#### CHALLENGE:
Using the text about Nieman fellows' views of the United States, answer these:
1. On what date was the piece published?
2. To what two things do the fellows assign most of the blame?
3. Which fellow is listed from Thailand?

Some Asian Nieman fellows are highly critical of the American press

DISCUSSIONS | June 12, 2006

Coke, Pepsi and Starbucks are popular but Bush, the Iraq war and the American news media aren’t.


By Barry Sussman
Editor, The Watchdog Project
editor@NiemanWatchdog.org

Nieman fellows from around the world say perceptions of the United States in their countries have become highly negative, in some instances as bad as or worse than they have ever been. They assign most of the blame to the war in Iraq and to President Bush. Some are highly critical of the American news media for lack of aggressive reporting, and the citizenry itself for submissiveness.

Read posts from:
  • Nguyen Quang Dy, Vietnam: Iraq has revived the ghosts of Vietnam
  • Ramindar Singh, India: Let down by the ‘crumbling’ of the U.S news media
  • Arun Chacko, India: ‘Two sets of entirely different perceptions’
  • Thepchai Yong, Thailand: There’s Americans, and then there’s the U.S. government
  • Jie Lin, China: U.S. lifestyles yes, policies no
  • Sayuri Daimon, Japan: Image of a good America has faded
  • Xiaoping Chen, China: The waning of an infatuation
  • Jingcao Hu, China: A film maker wants the media to give a broader view
  • Satoshi Yoshida, Japan: Japan has the same issues as the U.S.

#### SUPPLIED DATA:
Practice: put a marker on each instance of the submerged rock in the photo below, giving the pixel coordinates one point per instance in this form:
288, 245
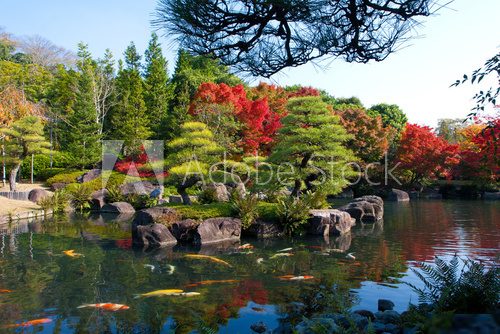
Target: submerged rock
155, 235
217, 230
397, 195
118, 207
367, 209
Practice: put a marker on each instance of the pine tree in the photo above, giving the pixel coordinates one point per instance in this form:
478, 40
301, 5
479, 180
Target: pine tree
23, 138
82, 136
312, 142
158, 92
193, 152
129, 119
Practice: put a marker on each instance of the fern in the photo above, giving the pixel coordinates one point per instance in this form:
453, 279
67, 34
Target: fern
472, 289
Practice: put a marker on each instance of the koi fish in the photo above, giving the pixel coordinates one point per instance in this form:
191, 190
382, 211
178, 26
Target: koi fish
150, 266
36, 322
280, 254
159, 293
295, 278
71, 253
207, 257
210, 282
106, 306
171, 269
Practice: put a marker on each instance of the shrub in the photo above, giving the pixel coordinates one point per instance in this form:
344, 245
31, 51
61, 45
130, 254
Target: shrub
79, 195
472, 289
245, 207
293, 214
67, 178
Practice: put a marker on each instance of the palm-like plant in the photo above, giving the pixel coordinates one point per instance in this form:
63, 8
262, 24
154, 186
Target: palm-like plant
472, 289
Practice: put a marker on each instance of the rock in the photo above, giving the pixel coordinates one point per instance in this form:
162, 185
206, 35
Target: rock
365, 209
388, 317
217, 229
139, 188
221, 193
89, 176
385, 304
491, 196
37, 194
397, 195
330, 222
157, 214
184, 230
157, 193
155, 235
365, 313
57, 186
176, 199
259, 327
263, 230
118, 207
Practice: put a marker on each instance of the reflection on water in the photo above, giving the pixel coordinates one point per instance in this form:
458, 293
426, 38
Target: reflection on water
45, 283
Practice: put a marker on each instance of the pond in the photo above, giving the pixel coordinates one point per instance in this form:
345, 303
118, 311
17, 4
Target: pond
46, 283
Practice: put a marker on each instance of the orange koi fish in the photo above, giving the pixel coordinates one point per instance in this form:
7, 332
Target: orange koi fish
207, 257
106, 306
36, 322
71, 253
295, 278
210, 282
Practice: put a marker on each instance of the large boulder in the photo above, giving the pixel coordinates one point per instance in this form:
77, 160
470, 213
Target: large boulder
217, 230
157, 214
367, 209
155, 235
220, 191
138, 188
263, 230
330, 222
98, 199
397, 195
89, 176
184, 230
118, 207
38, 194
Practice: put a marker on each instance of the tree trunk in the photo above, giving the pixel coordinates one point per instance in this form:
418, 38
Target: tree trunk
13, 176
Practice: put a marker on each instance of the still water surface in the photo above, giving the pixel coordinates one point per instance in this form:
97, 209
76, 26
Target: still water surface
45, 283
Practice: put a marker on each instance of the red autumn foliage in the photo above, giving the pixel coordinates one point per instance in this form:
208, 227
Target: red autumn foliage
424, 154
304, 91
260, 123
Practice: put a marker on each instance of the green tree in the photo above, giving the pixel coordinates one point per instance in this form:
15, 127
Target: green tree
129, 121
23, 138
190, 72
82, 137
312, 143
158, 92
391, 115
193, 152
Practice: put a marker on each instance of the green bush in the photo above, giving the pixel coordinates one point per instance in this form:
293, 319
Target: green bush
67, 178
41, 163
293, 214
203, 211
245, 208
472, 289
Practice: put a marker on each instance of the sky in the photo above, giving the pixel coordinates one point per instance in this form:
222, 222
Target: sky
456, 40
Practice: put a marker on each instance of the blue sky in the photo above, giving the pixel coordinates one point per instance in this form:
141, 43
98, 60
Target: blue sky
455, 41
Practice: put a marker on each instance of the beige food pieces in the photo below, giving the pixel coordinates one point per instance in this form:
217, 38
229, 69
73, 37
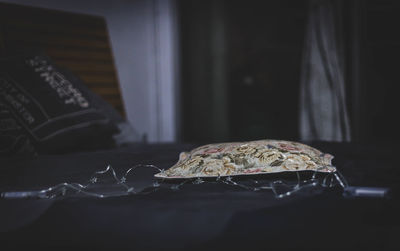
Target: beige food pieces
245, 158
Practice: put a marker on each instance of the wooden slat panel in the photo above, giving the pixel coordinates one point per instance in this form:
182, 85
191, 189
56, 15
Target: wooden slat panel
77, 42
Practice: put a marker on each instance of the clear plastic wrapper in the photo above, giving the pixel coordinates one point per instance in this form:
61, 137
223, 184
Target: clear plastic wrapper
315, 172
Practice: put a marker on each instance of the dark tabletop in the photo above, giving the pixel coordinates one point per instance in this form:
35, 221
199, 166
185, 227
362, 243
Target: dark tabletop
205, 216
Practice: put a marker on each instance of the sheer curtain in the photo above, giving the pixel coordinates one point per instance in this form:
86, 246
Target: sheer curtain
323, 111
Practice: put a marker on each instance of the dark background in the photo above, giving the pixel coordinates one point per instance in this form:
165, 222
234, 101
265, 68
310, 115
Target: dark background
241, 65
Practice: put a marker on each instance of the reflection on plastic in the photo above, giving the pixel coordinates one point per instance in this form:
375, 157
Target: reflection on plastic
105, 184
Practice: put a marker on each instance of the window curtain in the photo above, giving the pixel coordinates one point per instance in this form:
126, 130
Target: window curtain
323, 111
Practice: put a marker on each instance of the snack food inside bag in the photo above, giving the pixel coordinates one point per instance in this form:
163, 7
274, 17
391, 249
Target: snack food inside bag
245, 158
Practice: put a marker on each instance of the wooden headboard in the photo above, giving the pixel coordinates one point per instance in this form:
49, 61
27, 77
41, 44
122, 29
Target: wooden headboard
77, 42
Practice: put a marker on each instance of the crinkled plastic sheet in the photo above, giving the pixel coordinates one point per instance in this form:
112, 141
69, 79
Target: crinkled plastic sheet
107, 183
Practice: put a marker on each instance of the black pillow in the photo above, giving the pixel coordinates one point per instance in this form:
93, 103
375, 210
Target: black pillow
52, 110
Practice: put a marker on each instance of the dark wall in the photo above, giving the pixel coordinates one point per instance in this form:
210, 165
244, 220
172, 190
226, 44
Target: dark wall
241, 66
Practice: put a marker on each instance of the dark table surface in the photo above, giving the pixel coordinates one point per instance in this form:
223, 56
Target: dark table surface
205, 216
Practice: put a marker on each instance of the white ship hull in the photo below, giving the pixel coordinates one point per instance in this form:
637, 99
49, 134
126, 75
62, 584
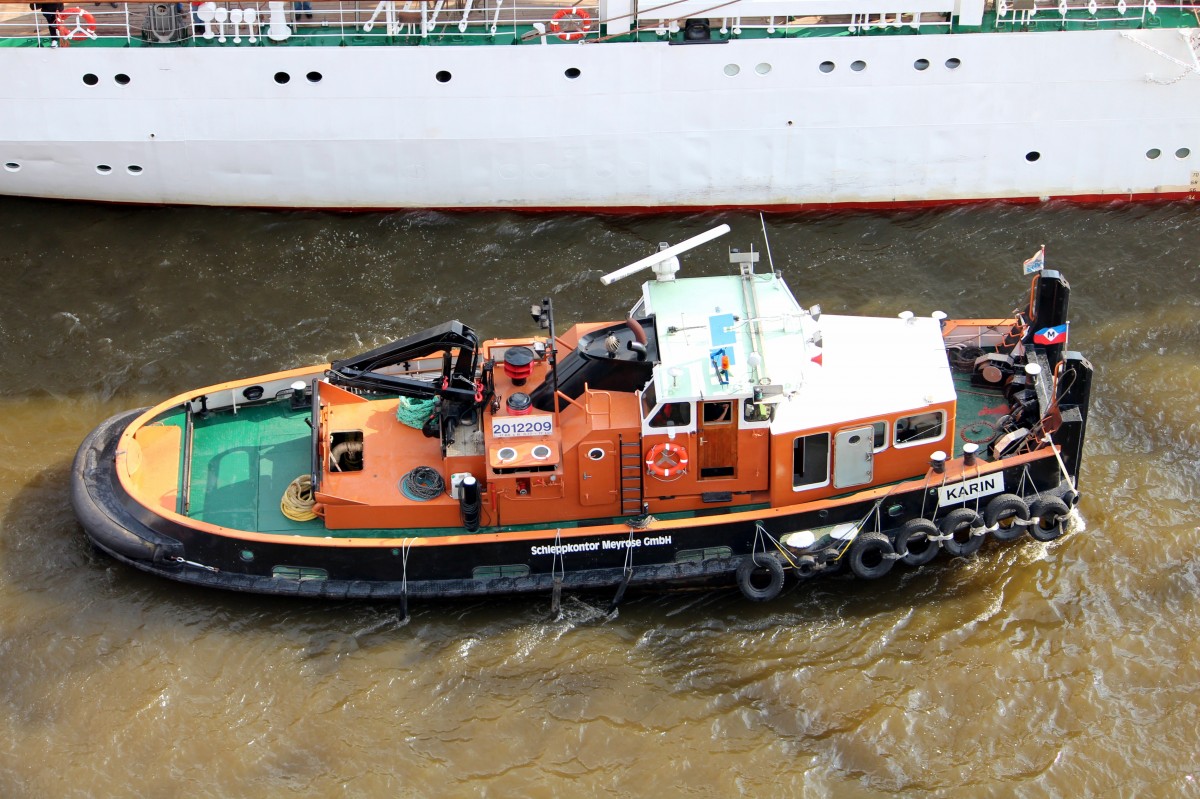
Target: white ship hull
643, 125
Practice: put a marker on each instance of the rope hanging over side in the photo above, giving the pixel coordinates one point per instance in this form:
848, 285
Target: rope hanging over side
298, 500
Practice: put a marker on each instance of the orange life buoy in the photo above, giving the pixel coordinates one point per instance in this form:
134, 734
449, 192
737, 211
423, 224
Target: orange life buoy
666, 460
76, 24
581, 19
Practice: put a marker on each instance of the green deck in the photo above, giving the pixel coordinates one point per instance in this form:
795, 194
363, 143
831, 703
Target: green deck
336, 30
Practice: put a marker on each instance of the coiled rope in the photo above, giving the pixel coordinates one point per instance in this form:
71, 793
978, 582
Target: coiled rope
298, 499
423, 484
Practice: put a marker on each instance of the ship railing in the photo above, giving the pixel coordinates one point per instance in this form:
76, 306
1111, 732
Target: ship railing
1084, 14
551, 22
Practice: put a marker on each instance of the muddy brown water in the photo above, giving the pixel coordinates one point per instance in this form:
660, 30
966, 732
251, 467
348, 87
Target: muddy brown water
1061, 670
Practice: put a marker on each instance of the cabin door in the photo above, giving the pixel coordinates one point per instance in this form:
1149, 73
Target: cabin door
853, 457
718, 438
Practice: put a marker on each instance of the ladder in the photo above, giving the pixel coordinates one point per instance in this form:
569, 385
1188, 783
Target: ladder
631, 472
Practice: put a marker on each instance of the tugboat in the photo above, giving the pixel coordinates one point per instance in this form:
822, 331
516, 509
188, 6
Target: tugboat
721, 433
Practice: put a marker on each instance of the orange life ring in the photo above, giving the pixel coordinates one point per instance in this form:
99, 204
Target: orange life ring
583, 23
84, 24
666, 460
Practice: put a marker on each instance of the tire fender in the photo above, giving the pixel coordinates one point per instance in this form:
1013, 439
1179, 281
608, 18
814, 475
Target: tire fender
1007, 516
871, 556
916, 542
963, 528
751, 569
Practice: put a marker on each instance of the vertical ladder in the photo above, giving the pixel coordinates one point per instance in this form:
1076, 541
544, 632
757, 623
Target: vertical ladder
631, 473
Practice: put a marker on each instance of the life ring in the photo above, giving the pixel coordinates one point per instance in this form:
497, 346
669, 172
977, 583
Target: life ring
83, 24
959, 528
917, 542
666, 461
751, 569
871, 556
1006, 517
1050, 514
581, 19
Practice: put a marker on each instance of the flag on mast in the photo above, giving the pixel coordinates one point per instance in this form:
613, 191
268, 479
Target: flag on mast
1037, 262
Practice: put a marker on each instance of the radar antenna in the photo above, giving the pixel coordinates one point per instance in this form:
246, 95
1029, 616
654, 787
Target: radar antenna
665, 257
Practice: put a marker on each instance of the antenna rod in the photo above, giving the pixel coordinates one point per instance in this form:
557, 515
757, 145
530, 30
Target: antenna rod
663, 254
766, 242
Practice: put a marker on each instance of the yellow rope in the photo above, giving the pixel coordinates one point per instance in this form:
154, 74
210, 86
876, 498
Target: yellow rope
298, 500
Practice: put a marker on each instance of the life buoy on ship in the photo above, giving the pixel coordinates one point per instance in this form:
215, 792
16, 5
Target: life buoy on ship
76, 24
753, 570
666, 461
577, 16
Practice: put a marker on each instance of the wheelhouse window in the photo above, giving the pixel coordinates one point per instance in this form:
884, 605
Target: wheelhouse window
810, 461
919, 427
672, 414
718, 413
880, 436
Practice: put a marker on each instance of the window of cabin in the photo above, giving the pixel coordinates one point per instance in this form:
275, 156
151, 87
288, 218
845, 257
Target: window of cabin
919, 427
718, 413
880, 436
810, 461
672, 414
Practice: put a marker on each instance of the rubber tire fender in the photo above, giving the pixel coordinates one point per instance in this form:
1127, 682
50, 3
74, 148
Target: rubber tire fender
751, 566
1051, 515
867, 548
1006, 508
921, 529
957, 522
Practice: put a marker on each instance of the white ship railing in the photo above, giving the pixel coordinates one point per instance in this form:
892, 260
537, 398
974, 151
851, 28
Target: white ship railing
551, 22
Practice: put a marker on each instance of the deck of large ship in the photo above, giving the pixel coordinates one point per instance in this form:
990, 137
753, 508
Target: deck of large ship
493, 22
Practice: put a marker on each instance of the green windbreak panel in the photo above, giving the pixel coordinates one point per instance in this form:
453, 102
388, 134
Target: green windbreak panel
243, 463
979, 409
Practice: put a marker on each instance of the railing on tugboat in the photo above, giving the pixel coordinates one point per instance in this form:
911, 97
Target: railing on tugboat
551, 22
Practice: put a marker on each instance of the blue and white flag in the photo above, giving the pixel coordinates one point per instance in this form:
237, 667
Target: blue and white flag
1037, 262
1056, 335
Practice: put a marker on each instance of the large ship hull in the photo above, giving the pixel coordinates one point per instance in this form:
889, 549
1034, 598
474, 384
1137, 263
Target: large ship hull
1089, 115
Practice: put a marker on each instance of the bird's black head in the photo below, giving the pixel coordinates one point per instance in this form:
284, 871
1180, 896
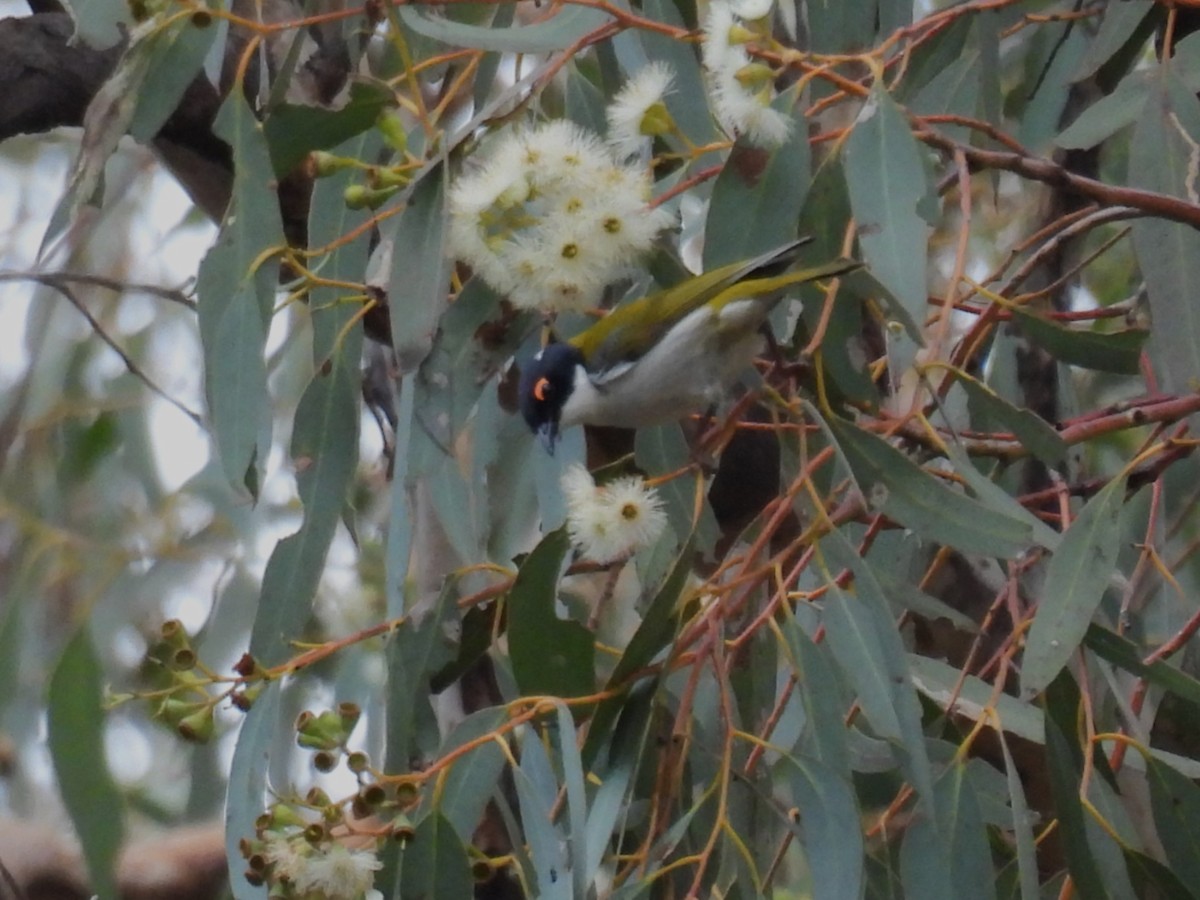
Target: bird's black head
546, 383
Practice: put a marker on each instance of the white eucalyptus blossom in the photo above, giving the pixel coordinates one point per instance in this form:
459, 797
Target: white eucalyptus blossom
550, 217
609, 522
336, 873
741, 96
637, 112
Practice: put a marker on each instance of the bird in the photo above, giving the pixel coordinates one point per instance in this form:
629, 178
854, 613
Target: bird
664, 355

#### OUTPUT FOR THIS TASK:
1. June 12, 2006
2. The war in Iraq and President Bush
3. Thepchai Yong